Bounding box annotation entries:
= = = = =
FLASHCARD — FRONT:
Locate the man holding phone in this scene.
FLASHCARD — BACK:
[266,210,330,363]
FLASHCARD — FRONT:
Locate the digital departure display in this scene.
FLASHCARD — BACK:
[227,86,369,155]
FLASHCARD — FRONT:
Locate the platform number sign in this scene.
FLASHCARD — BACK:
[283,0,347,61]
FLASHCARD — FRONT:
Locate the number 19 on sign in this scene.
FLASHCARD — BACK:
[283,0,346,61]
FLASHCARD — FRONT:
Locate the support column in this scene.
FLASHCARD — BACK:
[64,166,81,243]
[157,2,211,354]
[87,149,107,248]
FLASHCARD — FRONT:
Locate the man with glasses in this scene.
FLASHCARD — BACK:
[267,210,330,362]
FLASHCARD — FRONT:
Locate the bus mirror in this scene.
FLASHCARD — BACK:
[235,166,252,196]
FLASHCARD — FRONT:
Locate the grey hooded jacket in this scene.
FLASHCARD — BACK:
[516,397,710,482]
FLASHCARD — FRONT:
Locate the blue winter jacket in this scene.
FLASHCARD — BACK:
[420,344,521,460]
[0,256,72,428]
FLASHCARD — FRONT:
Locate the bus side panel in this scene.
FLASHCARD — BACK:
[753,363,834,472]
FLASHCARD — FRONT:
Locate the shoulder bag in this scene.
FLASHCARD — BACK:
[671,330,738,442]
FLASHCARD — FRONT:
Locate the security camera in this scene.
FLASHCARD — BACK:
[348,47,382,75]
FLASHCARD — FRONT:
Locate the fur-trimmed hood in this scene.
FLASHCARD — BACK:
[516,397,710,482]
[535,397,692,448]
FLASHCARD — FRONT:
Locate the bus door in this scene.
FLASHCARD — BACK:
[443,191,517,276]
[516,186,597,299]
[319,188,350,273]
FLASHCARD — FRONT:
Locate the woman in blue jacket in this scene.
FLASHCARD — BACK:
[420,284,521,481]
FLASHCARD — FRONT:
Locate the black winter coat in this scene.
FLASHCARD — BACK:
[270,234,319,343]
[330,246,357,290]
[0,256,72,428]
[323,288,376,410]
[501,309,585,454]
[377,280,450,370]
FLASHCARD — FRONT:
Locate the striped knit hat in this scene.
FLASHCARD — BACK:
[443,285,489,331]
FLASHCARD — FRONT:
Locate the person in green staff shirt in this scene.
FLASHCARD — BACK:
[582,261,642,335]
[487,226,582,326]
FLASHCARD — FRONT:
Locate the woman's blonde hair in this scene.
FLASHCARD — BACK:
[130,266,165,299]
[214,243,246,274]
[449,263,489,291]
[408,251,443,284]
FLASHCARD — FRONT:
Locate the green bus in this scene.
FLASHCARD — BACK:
= = = = =
• SHORT PROBLEM: How many lines of the items above contain the string "sign", with case counting? Give only the number.

• WRITTEN ANSWER: 2